Provided entries
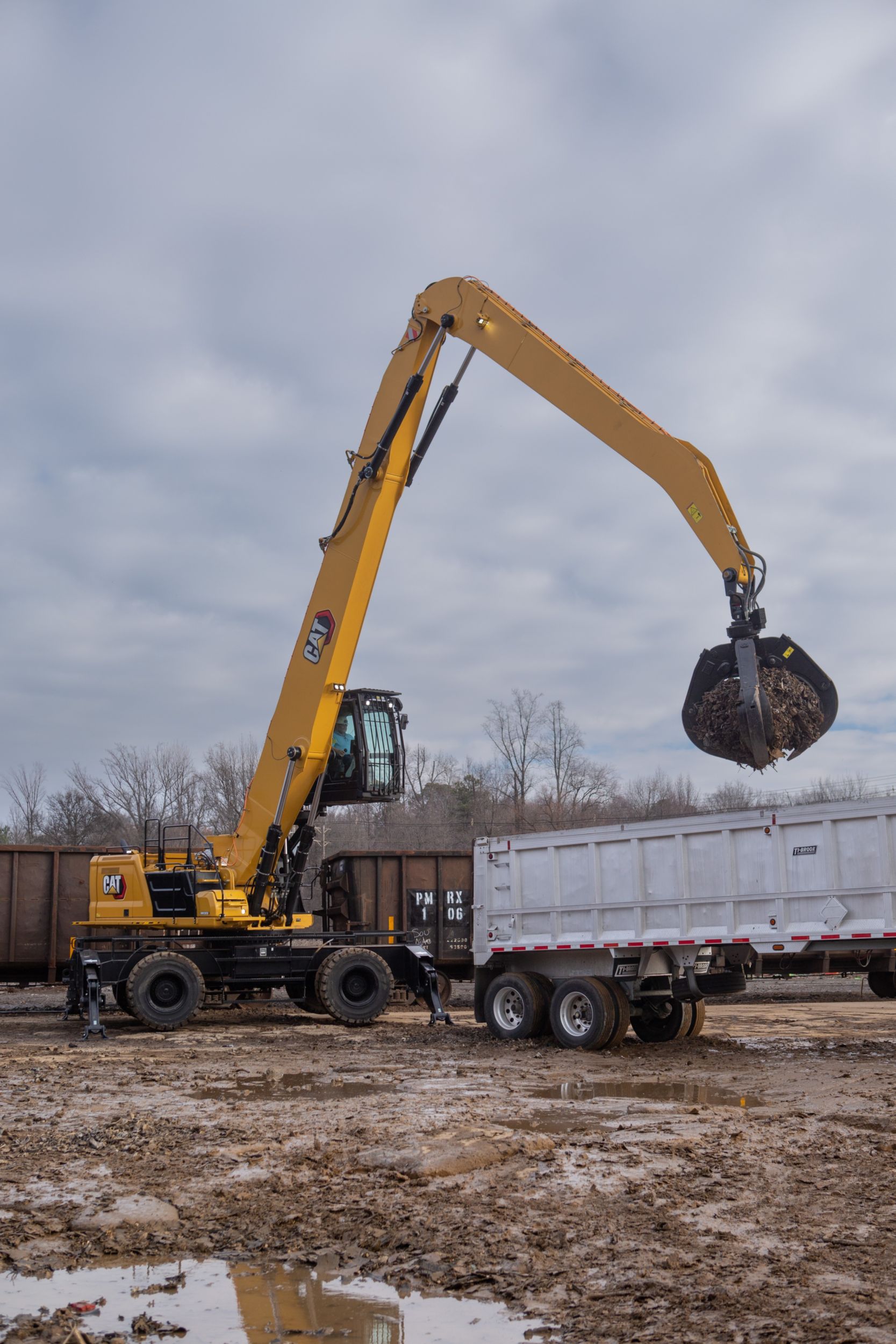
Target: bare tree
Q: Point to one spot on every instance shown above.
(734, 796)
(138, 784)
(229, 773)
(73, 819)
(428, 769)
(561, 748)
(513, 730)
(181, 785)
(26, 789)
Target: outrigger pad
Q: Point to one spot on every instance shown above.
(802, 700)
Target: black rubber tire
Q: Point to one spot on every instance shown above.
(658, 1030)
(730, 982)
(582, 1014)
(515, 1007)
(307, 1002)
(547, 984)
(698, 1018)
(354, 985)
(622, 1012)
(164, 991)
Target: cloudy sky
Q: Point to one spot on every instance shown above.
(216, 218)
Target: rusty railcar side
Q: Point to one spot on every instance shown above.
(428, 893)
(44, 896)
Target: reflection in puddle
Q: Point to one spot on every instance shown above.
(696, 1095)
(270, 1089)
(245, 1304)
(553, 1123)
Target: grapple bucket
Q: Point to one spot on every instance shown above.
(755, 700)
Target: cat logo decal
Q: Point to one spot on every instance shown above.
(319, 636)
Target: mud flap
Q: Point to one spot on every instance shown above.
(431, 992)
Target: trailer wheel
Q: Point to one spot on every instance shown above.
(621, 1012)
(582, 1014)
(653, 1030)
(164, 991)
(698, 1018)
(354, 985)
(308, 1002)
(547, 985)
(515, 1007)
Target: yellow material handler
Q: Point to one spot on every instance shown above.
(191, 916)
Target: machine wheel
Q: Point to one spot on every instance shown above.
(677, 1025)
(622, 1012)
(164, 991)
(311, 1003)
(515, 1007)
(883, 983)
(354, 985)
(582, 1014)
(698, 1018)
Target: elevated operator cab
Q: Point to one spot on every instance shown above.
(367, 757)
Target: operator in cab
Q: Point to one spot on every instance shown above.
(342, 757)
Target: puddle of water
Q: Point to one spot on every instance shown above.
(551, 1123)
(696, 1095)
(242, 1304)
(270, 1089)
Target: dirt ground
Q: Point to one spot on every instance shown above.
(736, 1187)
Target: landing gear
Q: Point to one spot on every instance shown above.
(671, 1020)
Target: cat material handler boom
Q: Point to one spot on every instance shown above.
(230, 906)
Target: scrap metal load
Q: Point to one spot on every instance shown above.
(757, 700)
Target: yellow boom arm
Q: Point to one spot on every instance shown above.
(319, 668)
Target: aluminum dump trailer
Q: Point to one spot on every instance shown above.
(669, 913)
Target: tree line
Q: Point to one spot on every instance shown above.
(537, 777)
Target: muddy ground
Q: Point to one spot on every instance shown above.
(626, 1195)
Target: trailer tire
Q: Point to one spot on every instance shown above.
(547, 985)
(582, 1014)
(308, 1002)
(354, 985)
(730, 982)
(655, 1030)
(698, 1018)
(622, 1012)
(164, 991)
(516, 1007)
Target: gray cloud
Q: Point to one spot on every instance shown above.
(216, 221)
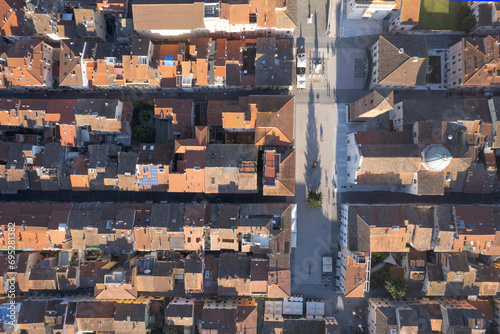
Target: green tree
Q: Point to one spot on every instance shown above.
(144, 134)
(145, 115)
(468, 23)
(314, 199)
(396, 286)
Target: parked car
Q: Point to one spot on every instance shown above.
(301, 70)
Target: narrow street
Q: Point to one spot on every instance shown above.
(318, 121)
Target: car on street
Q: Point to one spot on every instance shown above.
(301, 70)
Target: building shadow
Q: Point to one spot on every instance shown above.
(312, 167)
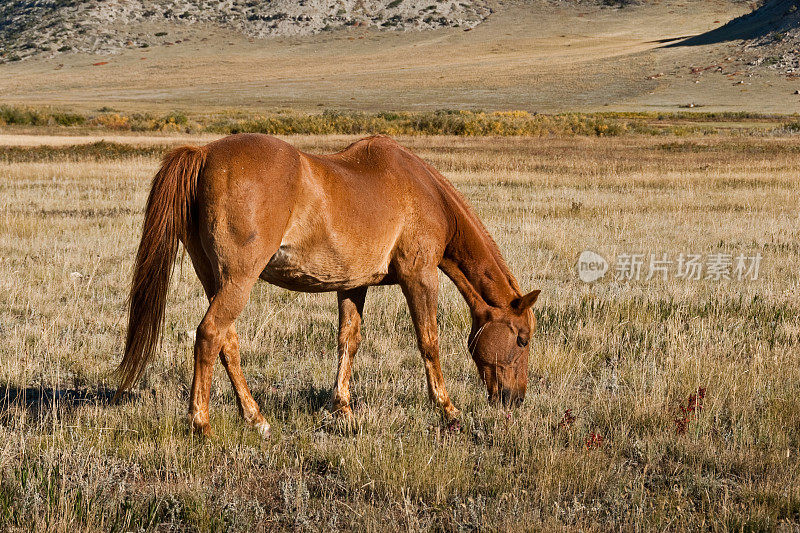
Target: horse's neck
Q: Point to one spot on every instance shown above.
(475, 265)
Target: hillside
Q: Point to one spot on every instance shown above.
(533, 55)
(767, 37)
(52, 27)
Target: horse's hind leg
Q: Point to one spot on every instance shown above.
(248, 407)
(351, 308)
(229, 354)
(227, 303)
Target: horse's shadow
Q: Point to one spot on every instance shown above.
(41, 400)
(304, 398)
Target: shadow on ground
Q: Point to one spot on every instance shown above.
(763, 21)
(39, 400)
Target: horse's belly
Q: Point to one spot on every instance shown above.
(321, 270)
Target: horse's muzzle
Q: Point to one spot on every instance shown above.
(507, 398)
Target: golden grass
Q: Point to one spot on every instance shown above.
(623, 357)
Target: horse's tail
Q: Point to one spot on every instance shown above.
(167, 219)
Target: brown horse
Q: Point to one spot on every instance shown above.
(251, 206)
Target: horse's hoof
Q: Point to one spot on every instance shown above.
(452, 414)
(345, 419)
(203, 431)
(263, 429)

--

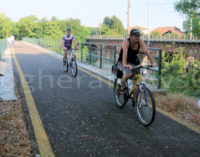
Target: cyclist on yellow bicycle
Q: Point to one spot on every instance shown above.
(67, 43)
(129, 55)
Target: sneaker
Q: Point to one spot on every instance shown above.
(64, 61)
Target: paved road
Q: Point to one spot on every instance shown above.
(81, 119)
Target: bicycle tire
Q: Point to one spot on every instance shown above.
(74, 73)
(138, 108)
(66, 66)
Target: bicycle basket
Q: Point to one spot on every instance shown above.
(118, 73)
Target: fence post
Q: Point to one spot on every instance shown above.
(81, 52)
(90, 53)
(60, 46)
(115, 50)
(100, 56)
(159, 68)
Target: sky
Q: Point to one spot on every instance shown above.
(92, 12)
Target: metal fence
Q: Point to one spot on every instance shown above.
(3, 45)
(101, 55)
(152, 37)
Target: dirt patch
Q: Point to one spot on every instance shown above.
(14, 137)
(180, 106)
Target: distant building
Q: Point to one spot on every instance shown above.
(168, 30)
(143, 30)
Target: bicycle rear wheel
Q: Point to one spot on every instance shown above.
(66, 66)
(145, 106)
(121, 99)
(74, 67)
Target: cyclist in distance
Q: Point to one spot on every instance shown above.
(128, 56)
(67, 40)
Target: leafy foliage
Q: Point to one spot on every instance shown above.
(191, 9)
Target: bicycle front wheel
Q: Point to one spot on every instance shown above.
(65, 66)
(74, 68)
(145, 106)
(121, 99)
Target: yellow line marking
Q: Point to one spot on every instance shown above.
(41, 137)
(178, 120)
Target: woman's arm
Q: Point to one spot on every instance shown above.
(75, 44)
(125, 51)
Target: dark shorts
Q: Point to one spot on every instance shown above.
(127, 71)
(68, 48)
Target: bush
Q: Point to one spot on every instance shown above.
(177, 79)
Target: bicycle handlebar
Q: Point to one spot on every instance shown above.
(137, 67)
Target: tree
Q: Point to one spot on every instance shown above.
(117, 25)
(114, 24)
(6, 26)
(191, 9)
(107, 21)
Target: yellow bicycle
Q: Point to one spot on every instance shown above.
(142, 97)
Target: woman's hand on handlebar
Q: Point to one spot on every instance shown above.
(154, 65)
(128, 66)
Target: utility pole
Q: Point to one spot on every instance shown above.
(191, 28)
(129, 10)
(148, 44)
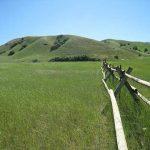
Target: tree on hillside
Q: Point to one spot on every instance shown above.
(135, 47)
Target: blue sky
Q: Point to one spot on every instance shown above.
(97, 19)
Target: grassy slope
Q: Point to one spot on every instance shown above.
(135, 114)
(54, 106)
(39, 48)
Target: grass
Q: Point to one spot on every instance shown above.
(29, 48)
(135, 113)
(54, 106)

==

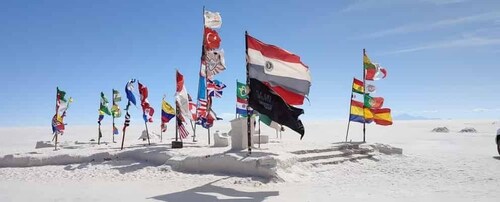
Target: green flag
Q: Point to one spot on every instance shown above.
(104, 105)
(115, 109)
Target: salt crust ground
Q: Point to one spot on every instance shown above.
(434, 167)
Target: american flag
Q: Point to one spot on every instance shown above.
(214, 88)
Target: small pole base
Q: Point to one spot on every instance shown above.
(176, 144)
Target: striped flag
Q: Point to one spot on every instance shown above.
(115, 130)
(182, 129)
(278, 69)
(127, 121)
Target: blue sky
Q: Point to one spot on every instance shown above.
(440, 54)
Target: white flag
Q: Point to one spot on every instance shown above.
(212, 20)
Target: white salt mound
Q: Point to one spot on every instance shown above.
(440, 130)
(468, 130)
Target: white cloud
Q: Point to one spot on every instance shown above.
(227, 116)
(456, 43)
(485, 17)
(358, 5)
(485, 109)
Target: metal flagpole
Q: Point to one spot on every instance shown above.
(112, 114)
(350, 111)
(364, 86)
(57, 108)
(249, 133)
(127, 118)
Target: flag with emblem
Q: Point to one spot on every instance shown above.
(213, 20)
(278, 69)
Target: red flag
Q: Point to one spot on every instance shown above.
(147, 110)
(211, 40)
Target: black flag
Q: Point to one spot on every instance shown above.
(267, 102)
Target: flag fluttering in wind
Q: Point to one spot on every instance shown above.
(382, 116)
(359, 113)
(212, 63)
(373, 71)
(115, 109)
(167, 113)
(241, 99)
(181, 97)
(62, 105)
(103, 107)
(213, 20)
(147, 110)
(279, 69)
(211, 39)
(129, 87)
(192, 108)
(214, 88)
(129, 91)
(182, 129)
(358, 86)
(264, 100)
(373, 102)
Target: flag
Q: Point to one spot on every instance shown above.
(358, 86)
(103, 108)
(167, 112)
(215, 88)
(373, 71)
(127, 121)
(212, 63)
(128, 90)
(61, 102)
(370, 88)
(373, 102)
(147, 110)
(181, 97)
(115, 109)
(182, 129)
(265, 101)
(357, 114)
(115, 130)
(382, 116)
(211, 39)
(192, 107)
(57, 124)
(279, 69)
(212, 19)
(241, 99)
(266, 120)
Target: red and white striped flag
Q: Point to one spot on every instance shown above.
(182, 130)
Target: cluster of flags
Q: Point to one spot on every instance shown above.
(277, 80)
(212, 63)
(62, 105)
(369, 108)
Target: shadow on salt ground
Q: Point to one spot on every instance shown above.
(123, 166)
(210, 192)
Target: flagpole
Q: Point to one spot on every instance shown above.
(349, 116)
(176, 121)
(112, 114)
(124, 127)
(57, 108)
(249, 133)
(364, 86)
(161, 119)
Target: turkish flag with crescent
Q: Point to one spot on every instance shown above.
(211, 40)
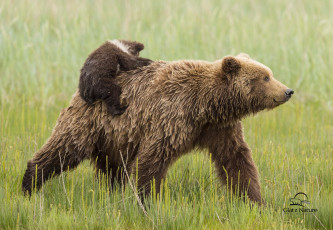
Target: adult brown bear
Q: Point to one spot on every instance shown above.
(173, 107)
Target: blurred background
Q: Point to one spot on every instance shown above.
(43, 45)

Exercise aim
Rewrite the entries from the line holding "Target: machine wheel" through the line holding "(736, 1187)", inclusive, changing every "Point to one spot" to "Mark one location" and leaving everything else as it is.

The output
Target: machine wheel
Q: Mark one location on every instance shown above.
(677, 1025)
(622, 1012)
(164, 991)
(311, 1003)
(515, 1007)
(883, 983)
(354, 985)
(582, 1014)
(698, 1018)
Target: elevated operator cab
Q: Mark one location on every instance shown above.
(367, 757)
Target: operator in cab
Q: Mark one location on every instance shown above.
(342, 757)
Target: puddle of water
Q: Mark one location on every instance shown above.
(551, 1123)
(696, 1095)
(242, 1304)
(270, 1089)
Target: dirt ground
Q: Mark one location on every instance shown above.
(736, 1187)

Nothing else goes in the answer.